Point labeling examples:
==*==
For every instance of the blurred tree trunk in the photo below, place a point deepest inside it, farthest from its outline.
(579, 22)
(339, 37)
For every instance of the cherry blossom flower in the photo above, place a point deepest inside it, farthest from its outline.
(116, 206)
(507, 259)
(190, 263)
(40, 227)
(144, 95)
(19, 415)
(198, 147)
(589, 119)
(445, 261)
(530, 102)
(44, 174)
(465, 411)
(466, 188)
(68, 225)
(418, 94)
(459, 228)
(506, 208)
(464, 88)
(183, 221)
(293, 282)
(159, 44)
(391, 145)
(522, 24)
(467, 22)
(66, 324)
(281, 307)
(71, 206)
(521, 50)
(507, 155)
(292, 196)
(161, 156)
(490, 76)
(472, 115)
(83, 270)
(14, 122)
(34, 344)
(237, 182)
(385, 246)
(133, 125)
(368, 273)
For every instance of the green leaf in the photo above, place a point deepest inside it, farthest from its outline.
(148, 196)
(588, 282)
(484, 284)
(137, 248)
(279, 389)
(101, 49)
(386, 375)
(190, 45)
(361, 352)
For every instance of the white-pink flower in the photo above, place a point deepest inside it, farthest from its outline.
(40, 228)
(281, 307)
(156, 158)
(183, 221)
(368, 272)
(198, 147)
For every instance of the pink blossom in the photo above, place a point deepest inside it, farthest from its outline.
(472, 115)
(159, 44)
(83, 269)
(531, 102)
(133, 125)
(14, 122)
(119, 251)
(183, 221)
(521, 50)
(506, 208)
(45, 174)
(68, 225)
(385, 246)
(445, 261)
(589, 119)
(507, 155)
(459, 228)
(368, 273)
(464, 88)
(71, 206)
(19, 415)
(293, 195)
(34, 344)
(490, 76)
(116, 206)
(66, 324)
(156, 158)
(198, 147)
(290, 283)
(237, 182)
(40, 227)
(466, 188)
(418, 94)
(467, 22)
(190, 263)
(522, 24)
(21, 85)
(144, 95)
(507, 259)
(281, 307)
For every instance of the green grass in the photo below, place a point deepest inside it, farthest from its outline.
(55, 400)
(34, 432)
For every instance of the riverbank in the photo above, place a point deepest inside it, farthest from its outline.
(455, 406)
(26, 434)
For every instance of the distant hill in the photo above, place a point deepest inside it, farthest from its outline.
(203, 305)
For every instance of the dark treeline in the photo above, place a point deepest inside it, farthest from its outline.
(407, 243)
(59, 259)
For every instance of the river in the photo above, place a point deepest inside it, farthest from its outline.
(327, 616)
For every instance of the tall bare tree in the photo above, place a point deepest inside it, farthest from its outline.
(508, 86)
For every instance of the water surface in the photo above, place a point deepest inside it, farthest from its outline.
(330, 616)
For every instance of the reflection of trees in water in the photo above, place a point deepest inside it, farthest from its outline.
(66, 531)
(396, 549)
==*==
_Set problem_.
All of the lines above need to be given again exactly.

_Answer to this task_.
For every instance of the blurred tree trunk in the photo below, place a point deepest inside it, farthest from its outline.
(579, 22)
(339, 37)
For every instance of the cherry blossom flower in the photo above, place a point deepest inside it, farthest from its outline.
(116, 206)
(507, 259)
(190, 263)
(40, 227)
(144, 95)
(19, 415)
(198, 147)
(589, 119)
(445, 261)
(530, 102)
(44, 174)
(465, 411)
(466, 188)
(68, 225)
(418, 94)
(459, 228)
(506, 208)
(464, 88)
(183, 221)
(293, 282)
(159, 44)
(391, 145)
(522, 24)
(467, 22)
(66, 324)
(281, 307)
(71, 206)
(521, 50)
(507, 155)
(292, 196)
(161, 156)
(490, 76)
(472, 115)
(83, 270)
(14, 122)
(34, 344)
(237, 182)
(385, 246)
(133, 125)
(368, 273)
For every instance of the green leaf in the photo above, place a point deepest inside it, farthest from its outline.
(148, 196)
(588, 282)
(484, 284)
(137, 248)
(279, 389)
(101, 49)
(386, 375)
(190, 45)
(361, 352)
For every instance of the white-pink flower in the photo above, place a point deepest inside it, farthest from its outline.
(40, 228)
(281, 307)
(156, 158)
(183, 221)
(368, 272)
(198, 147)
For every instance of the pink blossom in the photo above, place a point deepest inside it, farthest from its outline.
(472, 115)
(159, 44)
(83, 269)
(531, 102)
(133, 125)
(14, 122)
(119, 251)
(183, 221)
(521, 50)
(506, 208)
(45, 174)
(68, 225)
(385, 246)
(445, 261)
(589, 119)
(507, 155)
(459, 228)
(368, 273)
(464, 88)
(71, 206)
(19, 415)
(293, 195)
(34, 344)
(490, 76)
(116, 206)
(66, 324)
(156, 158)
(198, 147)
(290, 283)
(237, 182)
(40, 227)
(466, 188)
(418, 94)
(467, 22)
(190, 263)
(522, 24)
(21, 85)
(144, 95)
(507, 259)
(281, 307)
For every instance of the green grass in the photo below, place a point deepest inside it, farthest from its outline.
(55, 400)
(34, 432)
For every instance of the riverbank in the photo above, place a point deepest inside it, farthest from its outline.
(455, 406)
(26, 434)
For every instance of the distant hill in the photo above, place a point deepest inside it, farthest from its outline.
(203, 305)
For every instance of the dark treeline in the photo above, place a point deepest inside it, farthest from its outline.
(407, 243)
(59, 259)
For every instance of the river in the photo above, place a point deepest inside it, farthest from its outline.
(327, 616)
For every instance of the tall bare tree in the photo above, place a point deepest inside it, farthest from its outline.
(508, 86)
For every instance of the water surface in the photo above, place a point deepest inside it, farthest from its outline.
(330, 616)
For every instance of the reflection of trees in water in the photo above, place a point deepest inside it, farthest from its outline.
(66, 531)
(396, 549)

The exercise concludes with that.